[Job A]
Copy out the entries word for word, starting at the line that contains "Reviewer note: every instance of the sky" and continuing through the last line of the entries.

I don't expect an Amazon company to go out of its way to screw me over. I don't pretend they always have my best interest at heart (ye gods know I've made that point enough times). But I do expect them to follow a certain degree of fair play. This isn't fair play. This is very, very foul. Particularly for the narrators who went into royalty split deals in good faith and now are getting pennies on the project.


----------



## adanlerma (Jan 16, 2012)

Bards and Sages (Julie) said:


> ...What Audible did was the equivalent of a trade publisher offering authors 60% royalties to sign an ebook deal, then set the sale price for the ebook to ten cents in order to bring in customers for other books.
> 
> I don't expect an Amazon company to go out of its way to screw me over. I don't pretend they always have my best interest at heart (ye gods know I've made that point enough times). But I do expect them to follow a certain degree of fair play. This isn't fair play. This is very, very foul. Particularly for the narrators who went into royalty split deals in good faith and now are getting pennies on the project.


Gotta agree. And without substantiation of how production would be increased, and somehow off-setting this move, it's impossible to try to take well.


----------



## adanlerma (Jan 16, 2012)

LisaGraceBooks said:


> I wonder if Mark Coker at Smashwords or the guy that owns Draft2Draft would be interest in setting up an audio book download site? 1 stop delivery...


Mark has said in his blog (re 2014) there's things he can't even mention (yet). I guess one can hope.


----------



## Terrence OBrien (Oct 21, 2010)

> The terms with Audible are different, though. They set the pricing. That's the deal.


The terms of the KDP contract give Amazon the right to set eBook retail prices anywhere they want. They do pay royalties on list price.

However, they can change the terms of KDP anytime they want. They could easily grandfather all existing books under current terms, and pay royalties for newly published books based on retail price.

They could change the royalty terms for all books next Tuesday if they want.

They could pay $2 per book flat fee, and sell it for any price they choose.

They can do lots of things, and they will. History does not give many examples of markets that don't change. This one will change, too.

I operate under the idea that Amazon can and will change what they choose. So will I.


----------



## Mark E. Cooper (May 29, 2011)

Terrence OBrien said:


> The terms of the KDP contract give Amazon the right to set eBook retail prices anywhere they want. They do pay royalties on list price.
> 
> However, they can change the terms of KDP anytime they want. They could easily grandfather all existing books under current terms, and pay royalties for newly published books based on retail price.
> 
> ...


I agree, but at least with KDP you have choices. You aren't in a 7 year exclusive deal and you can sell in all the other players like Google, kobo, Barnes, iiTunes. Audible is pretty much the only serious audio channel in town. Add iTunes I guess but I don't think I have ever bought a book there. I have no idea how popular it might be.

If Google gets in the game then Audible might do what kdp had to when apple stepped up, but it will do whatever it wants while competition remain nonexistent ]


----------



## Scottish Lass (Oct 10, 2013)

[The input]
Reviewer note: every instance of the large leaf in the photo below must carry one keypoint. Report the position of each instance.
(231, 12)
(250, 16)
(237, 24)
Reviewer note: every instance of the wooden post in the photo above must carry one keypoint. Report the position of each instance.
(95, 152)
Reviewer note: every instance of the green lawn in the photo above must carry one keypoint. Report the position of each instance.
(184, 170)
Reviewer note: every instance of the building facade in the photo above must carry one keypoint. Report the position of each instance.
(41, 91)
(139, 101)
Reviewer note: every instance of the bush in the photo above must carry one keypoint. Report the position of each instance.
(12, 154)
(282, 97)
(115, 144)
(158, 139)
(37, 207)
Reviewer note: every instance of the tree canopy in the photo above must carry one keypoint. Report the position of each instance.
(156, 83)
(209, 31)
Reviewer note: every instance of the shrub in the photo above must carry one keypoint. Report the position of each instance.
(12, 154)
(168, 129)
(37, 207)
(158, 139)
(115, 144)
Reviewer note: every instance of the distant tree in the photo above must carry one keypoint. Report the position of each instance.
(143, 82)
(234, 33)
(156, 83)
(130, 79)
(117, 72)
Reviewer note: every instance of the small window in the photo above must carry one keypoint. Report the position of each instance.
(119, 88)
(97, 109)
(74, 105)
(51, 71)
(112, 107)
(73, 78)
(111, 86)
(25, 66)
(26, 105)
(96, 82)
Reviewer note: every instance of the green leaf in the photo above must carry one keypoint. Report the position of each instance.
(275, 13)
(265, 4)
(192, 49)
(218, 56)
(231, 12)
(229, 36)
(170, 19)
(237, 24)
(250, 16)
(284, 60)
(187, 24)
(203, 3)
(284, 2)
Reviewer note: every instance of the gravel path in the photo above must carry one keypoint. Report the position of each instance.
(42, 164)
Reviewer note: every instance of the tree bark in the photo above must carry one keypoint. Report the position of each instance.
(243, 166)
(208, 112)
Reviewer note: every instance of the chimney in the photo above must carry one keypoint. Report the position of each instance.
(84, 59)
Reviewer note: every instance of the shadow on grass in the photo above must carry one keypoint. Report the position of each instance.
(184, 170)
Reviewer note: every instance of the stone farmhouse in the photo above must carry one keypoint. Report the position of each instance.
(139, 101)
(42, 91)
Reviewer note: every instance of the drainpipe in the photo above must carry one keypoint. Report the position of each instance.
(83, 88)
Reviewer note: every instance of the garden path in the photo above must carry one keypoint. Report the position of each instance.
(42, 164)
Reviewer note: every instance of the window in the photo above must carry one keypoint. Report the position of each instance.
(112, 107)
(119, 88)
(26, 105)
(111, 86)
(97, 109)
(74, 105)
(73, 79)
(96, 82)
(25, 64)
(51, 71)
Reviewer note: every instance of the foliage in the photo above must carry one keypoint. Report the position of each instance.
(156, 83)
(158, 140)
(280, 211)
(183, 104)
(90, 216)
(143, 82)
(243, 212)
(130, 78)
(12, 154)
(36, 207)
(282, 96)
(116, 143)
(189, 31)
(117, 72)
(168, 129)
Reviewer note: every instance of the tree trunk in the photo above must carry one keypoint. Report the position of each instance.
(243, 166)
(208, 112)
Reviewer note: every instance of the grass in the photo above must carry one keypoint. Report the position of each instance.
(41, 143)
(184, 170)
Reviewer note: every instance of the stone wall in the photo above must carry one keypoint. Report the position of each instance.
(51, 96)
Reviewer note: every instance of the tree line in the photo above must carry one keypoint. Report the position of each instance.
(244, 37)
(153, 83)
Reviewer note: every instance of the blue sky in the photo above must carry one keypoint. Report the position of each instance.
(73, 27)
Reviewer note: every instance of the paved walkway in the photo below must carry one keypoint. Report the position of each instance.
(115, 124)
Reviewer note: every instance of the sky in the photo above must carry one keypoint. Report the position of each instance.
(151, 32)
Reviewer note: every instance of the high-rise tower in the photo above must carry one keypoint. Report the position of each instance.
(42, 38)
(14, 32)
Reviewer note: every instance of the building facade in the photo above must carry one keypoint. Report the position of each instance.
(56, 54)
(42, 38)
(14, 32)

[Job B]
In the forum thread about Audible, list each different name that appears in a post heading beginning with "##", along with the date shown beside it.

[Answer A]
Reviewer note: every instance of the sky in the photo above must carry one keypoint. Report the position of each instance.
(151, 32)
Reviewer note: every instance of the high-rise tower in the photo above must carry one keypoint. Report the position of each instance.
(42, 38)
(14, 32)
Reviewer note: every instance of the building facade in the photo above must carry one keypoint. Report the position of each instance.
(56, 54)
(42, 38)
(14, 32)

[Answer B]
adanlerma (Jan 16, 2012)
Terrence OBrien (Oct 21, 2010)
Mark E. Cooper (May 29, 2011)
Scottish Lass (Oct 10, 2013)